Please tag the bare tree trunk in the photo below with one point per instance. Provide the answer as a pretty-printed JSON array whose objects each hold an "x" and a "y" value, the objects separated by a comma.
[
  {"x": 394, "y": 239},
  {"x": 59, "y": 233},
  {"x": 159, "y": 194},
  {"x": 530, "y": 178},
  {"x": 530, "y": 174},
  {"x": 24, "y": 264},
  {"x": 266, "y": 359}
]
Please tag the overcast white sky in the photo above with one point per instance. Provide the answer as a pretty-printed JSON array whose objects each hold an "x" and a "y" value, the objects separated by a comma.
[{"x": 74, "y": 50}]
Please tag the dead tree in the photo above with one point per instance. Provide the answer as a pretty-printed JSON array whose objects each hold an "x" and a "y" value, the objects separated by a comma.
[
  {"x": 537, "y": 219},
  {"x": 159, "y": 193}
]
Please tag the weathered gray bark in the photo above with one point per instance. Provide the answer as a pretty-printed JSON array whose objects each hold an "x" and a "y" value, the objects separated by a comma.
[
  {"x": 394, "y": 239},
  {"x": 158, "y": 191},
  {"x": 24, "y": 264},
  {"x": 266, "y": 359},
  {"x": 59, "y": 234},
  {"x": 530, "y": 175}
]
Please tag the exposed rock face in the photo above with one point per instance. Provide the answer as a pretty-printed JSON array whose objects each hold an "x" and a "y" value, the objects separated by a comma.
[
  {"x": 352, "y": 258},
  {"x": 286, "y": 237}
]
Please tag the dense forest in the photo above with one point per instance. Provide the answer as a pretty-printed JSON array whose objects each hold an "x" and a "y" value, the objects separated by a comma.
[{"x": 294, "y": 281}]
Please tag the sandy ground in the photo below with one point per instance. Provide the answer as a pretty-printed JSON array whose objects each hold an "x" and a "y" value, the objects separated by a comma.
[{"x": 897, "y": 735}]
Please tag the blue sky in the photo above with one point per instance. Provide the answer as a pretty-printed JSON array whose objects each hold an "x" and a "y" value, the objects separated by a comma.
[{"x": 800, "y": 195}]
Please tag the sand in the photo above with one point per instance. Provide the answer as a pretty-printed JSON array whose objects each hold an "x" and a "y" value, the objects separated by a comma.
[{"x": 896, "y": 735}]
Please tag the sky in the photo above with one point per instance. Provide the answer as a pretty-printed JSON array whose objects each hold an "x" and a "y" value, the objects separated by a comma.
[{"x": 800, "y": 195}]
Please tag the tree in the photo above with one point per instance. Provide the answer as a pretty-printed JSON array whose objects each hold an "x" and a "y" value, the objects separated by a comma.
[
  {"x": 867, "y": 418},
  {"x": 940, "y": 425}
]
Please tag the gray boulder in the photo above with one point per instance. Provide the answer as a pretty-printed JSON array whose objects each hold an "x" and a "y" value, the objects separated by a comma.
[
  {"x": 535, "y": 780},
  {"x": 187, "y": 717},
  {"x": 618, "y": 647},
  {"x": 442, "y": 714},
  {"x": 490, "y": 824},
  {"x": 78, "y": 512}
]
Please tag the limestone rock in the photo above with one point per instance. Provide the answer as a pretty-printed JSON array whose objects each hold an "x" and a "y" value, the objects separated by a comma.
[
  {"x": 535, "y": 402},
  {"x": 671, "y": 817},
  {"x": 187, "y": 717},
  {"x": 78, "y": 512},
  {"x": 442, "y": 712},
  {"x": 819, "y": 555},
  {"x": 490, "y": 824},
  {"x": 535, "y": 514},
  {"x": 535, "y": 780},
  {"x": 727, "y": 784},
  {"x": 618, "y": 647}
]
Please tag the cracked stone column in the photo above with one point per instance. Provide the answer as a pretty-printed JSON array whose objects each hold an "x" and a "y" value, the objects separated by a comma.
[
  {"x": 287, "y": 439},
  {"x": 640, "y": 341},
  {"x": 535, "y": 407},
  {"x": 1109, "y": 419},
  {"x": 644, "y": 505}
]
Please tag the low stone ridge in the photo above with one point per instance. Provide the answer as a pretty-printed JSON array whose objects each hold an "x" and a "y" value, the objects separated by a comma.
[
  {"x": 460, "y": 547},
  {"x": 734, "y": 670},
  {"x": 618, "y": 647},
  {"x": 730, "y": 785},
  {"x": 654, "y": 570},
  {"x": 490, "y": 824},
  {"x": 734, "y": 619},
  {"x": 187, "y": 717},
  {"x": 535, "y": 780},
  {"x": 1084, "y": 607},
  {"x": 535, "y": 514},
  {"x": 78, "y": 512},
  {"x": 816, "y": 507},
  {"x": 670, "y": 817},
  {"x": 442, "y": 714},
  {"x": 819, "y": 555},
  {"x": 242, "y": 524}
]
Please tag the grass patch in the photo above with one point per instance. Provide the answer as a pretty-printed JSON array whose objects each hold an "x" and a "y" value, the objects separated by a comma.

§ §

# [THE EXERCISE]
Reproduce the records word for word.

# [SOLUTION TO THIS TASK]
Please tag the bare tree trunk in the photo below with one point per instance. Provide the answer as a pretty-printed JSON array whose objects each hold an "x" and a "y" value, the objects separated by a comma.
[
  {"x": 394, "y": 239},
  {"x": 59, "y": 233},
  {"x": 159, "y": 194},
  {"x": 530, "y": 178},
  {"x": 530, "y": 174},
  {"x": 24, "y": 264},
  {"x": 266, "y": 359}
]
Please tag the overcast white sky in the photo above with one point per instance. Provide the answer as a pretty-printed JSON array whose objects each hold an "x" and a "y" value, the objects separated by a comma.
[{"x": 74, "y": 50}]
Please tag the dead tree in the photo above with one point per instance. Provide the answer as a pretty-printed JSON array whose objects each hold an "x" and a "y" value, the objects separated by a comma.
[
  {"x": 537, "y": 219},
  {"x": 159, "y": 193}
]
Please tag the weathered gray bark in the photo above with one point per instance. Provide the answer as a pretty-printed JSON array whose objects each hold an "x" and a "y" value, the objects separated by a comma.
[
  {"x": 394, "y": 239},
  {"x": 158, "y": 191},
  {"x": 24, "y": 264},
  {"x": 266, "y": 359},
  {"x": 59, "y": 234},
  {"x": 530, "y": 175}
]
Please tag the exposed rock face in the photo above with one point per instance. Provide the answer as a pretty-printed JSON array whose objects each hold an "x" and a "y" value, the objects separated by a comma.
[
  {"x": 352, "y": 258},
  {"x": 286, "y": 237}
]
Please tag the dense forest in the photo above with one point per instance. Provide the answer as a pretty-printed JSON array whose objects each hold an "x" and a "y" value, the objects separated by a comma.
[{"x": 294, "y": 281}]
Please tag the sandy ground in the photo below with one point per instance. Provide the answer as a pretty-printed JSON array whose objects each hold an "x" and a "y" value, the objects separated by a comma.
[{"x": 897, "y": 735}]
Please tag the blue sky in the photo above with one point per instance. Provide the answer as a pretty-printed JSON array whose objects each hold an "x" and a "y" value, the objects separated by a comma.
[{"x": 800, "y": 195}]
Please tag the sand in the photo above with one point per instance. Provide the answer as a pretty-printed JSON array whose objects each hold an "x" and a "y" value, the objects separated by a comma.
[{"x": 896, "y": 735}]
Please tag the sky in the photo above with one point per instance. Provide the answer as a pretty-printed JSON array whose objects each hold an "x" and a "y" value, the objects separated by a comma.
[{"x": 800, "y": 195}]
Please tag the tree in the photo above with one point per instance. Provide the answer as a pretty-printed JSON array whose objects each hold an "x" and a "y" value, the objects separated by a comma.
[
  {"x": 867, "y": 418},
  {"x": 940, "y": 425}
]
Please tag the gray boulder in the photo above with one point per instance. Provide the answer as a pretty-printed JSON array whose objects each hold an "x" and a "y" value, the objects separated by a comma.
[
  {"x": 535, "y": 780},
  {"x": 187, "y": 717},
  {"x": 618, "y": 647},
  {"x": 442, "y": 714},
  {"x": 490, "y": 824},
  {"x": 78, "y": 512}
]
Please tag the limestone rock in the photo above with one point per instance. Provide the answer as a pretty-printed JSON array whose objects each hold an "x" and a "y" value, the objects separated by a comma.
[
  {"x": 535, "y": 402},
  {"x": 671, "y": 817},
  {"x": 187, "y": 717},
  {"x": 78, "y": 512},
  {"x": 442, "y": 712},
  {"x": 819, "y": 555},
  {"x": 490, "y": 824},
  {"x": 535, "y": 514},
  {"x": 535, "y": 780},
  {"x": 727, "y": 784},
  {"x": 618, "y": 647}
]
Please tag the cracked stone column in the photo above with one point per instance. Provide the answer as a pretty-printed JSON array whose objects each hold an "x" and a "y" value, the objects separated by a comma.
[
  {"x": 287, "y": 439},
  {"x": 640, "y": 341},
  {"x": 535, "y": 407},
  {"x": 1109, "y": 419},
  {"x": 644, "y": 505}
]
Please tag the low stone ridge in the photo above with one point per instance. Provide the answer as a pretty-printed JSON array whose objects each hold an "x" and a "y" value, the objects separated by a comma.
[
  {"x": 460, "y": 547},
  {"x": 734, "y": 670},
  {"x": 618, "y": 647},
  {"x": 730, "y": 785},
  {"x": 654, "y": 570},
  {"x": 490, "y": 824},
  {"x": 734, "y": 619},
  {"x": 187, "y": 717},
  {"x": 535, "y": 780},
  {"x": 1084, "y": 607},
  {"x": 535, "y": 514},
  {"x": 78, "y": 512},
  {"x": 816, "y": 507},
  {"x": 670, "y": 817},
  {"x": 442, "y": 714},
  {"x": 819, "y": 555},
  {"x": 242, "y": 524}
]
Please tag the grass patch in the photo above with one point per instance. Provide the answer as a pretty-printed JSON array whose objects each hold an "x" and a "y" value, the objects separated by a comma.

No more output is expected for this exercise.